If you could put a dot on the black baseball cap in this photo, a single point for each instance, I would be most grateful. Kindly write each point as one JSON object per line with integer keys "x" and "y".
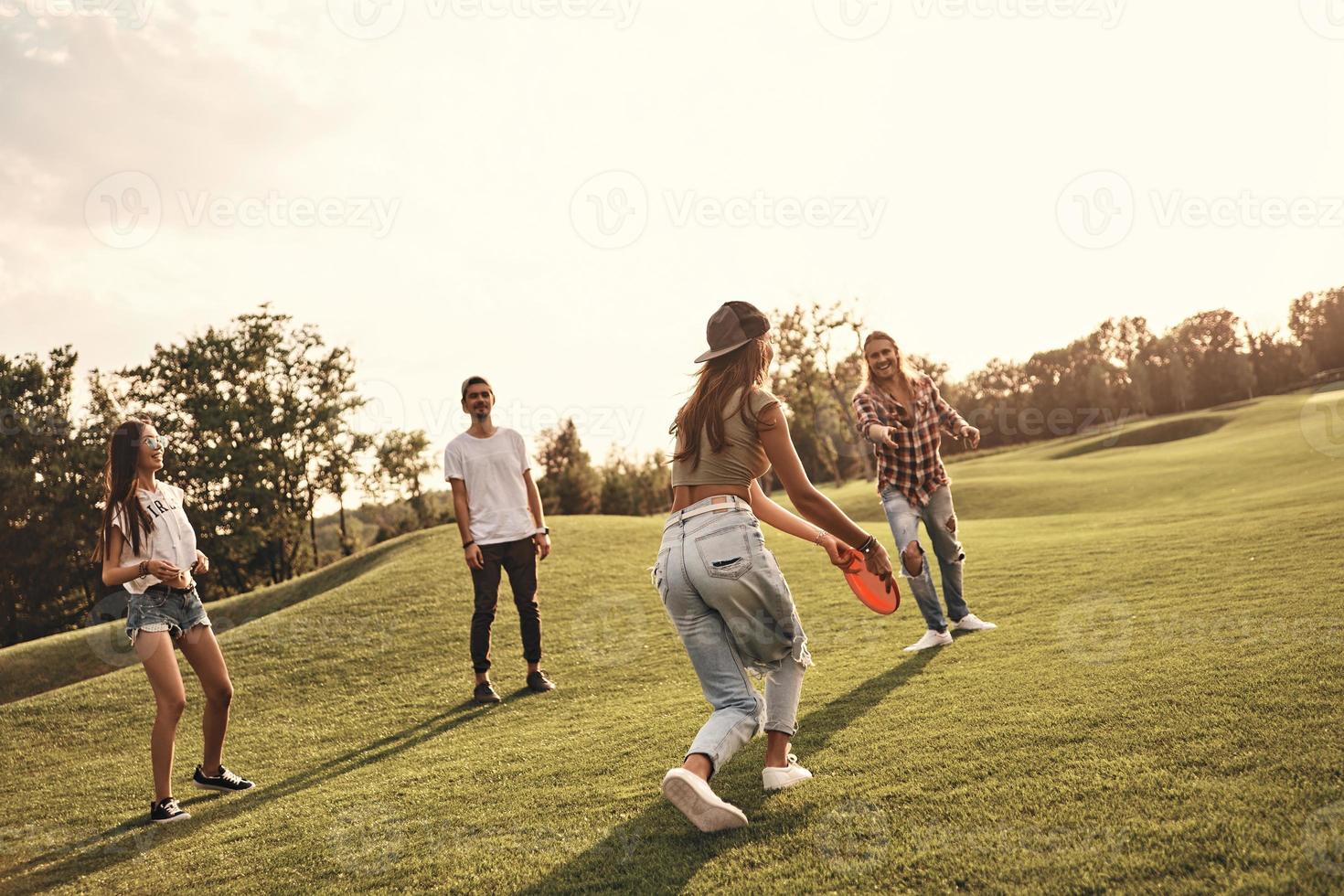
{"x": 731, "y": 326}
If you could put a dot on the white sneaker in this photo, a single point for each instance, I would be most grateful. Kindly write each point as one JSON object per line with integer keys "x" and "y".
{"x": 930, "y": 638}
{"x": 971, "y": 623}
{"x": 792, "y": 774}
{"x": 692, "y": 795}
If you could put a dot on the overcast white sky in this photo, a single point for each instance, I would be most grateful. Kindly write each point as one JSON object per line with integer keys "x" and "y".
{"x": 558, "y": 192}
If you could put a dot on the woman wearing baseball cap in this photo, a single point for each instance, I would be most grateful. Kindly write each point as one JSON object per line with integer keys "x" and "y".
{"x": 720, "y": 583}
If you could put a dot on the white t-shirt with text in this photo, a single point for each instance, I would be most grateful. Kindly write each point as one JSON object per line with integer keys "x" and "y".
{"x": 171, "y": 538}
{"x": 496, "y": 495}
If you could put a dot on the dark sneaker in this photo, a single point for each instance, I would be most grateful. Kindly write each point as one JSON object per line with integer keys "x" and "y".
{"x": 167, "y": 810}
{"x": 539, "y": 683}
{"x": 225, "y": 782}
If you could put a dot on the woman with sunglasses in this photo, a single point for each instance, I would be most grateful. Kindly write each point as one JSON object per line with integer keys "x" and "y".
{"x": 148, "y": 547}
{"x": 720, "y": 584}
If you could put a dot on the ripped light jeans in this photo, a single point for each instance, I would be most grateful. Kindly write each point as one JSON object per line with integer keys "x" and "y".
{"x": 729, "y": 601}
{"x": 940, "y": 523}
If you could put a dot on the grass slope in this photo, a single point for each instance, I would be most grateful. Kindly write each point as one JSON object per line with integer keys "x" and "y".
{"x": 1158, "y": 710}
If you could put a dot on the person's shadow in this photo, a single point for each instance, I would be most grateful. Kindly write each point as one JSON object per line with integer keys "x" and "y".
{"x": 661, "y": 841}
{"x": 66, "y": 863}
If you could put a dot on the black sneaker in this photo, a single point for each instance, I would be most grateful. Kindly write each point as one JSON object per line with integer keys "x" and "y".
{"x": 225, "y": 782}
{"x": 167, "y": 810}
{"x": 539, "y": 683}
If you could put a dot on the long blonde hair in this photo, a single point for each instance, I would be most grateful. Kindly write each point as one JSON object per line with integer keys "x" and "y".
{"x": 903, "y": 367}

——

* _GIVEN TASK_:
Set out each line of the material above as a Markdown table with the columns Row and Line, numbering the rows and omitting blank lines. Leave the pictures out.

* _FINAL RESULT_:
| Row | Line |
|---|---|
| 1 | If you could put a dot on the black baseball cap in this photo, a single point for each instance, I would be most grateful. Kindly write each point as one JSON object per line with integer keys "x" and "y". |
| 2 | {"x": 731, "y": 326} |
| 3 | If you could put a dot on the white sneaker in this photo, a single point for each instance, I would be most grateful. Kindly write each point as one JSON object per line with integer keys "x" and "y". |
| 4 | {"x": 930, "y": 638} |
| 5 | {"x": 971, "y": 623} |
| 6 | {"x": 792, "y": 774} |
| 7 | {"x": 692, "y": 795} |
| 8 | If you could put a dot on the overcast white sky in this photo, a single point for each instance, I would be most grateful. Kindly write each point as one JSON object per line with integer keys "x" and "y". |
| 9 | {"x": 558, "y": 192} |
| 10 | If you could put a dot on the woman wearing baseball cap in this photo, a single point for each instance, I would be most grateful. Kindly write each point as one JSON object per line with integer keys "x" and "y". |
| 11 | {"x": 720, "y": 583} |
| 12 | If you could put a dot on the white t-shirt with text in this photo, a single point for each instance, I would be most grateful. Kindly write each point as one JSON object per line with integer keys "x" and "y". |
| 13 | {"x": 171, "y": 538} |
| 14 | {"x": 496, "y": 495} |
| 15 | If you could put a dot on the dark sneaker in this photo, a single point for each instance, I would be most grateful. Kindly write each point as one JSON object per line with integer keys "x" and "y". |
| 16 | {"x": 167, "y": 810} |
| 17 | {"x": 539, "y": 683} |
| 18 | {"x": 225, "y": 782} |
| 19 | If you could put a dot on the woman with sunglasses in this photo, a single point for each instance, I would be most grateful. Kindly write each point as one JSON object per line with integer keys "x" and "y". |
| 20 | {"x": 148, "y": 547} |
| 21 | {"x": 720, "y": 584} |
| 22 | If you could put a dot on the ripped light jeans in this photo, a single point for each instance, I would be most grateful. Kindly write each point as one JSON object per line with integer keys "x" and "y". |
| 23 | {"x": 729, "y": 601} |
| 24 | {"x": 940, "y": 523} |
| 25 | If you could put a dot on the grass slope in this photo, a single point for each instance, I would be most grateful. Kindly write each point as one JSON object per line with integer keys "x" and "y". |
| 26 | {"x": 1158, "y": 710} |
| 27 | If you could put a dot on the person's shadow in this photo, a single point for each instance, I would be most grateful. Kindly write each point as one JSON object per line with integer keys "x" and "y". |
| 28 | {"x": 661, "y": 841} |
| 29 | {"x": 66, "y": 863} |
| 30 | If you could put a dot on the black sneaker in this photo, a single point for each instance, I would be most grateful. Kindly write each point as one JSON object per line with integer keys "x" and "y". |
| 31 | {"x": 225, "y": 782} |
| 32 | {"x": 167, "y": 810} |
| 33 | {"x": 539, "y": 683} |
| 34 | If you could put a dot on the long blonde hair in this photo, a single point for each instance, I would be most grateful. Kindly write each point as one JSON object per line with integer keys "x" and "y". |
| 35 | {"x": 903, "y": 367} |